■ **Exercise description**
Report each line of the entries that includes "query" by copying it.

■ **Collected data entries**
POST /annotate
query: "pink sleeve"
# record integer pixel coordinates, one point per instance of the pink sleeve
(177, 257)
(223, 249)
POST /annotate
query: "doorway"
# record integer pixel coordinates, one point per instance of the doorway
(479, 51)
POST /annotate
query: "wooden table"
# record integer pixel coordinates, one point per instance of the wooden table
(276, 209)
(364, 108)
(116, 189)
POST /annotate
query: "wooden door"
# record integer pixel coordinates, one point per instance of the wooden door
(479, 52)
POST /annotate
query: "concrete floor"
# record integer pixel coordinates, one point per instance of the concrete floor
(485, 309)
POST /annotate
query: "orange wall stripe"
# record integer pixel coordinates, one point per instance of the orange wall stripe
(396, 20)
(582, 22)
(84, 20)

■ **Result below**
query: "pink sleeve"
query: "doorway"
query: "wooden table"
query: "wooden door"
query: "concrete floor"
query: "orange wall stripe"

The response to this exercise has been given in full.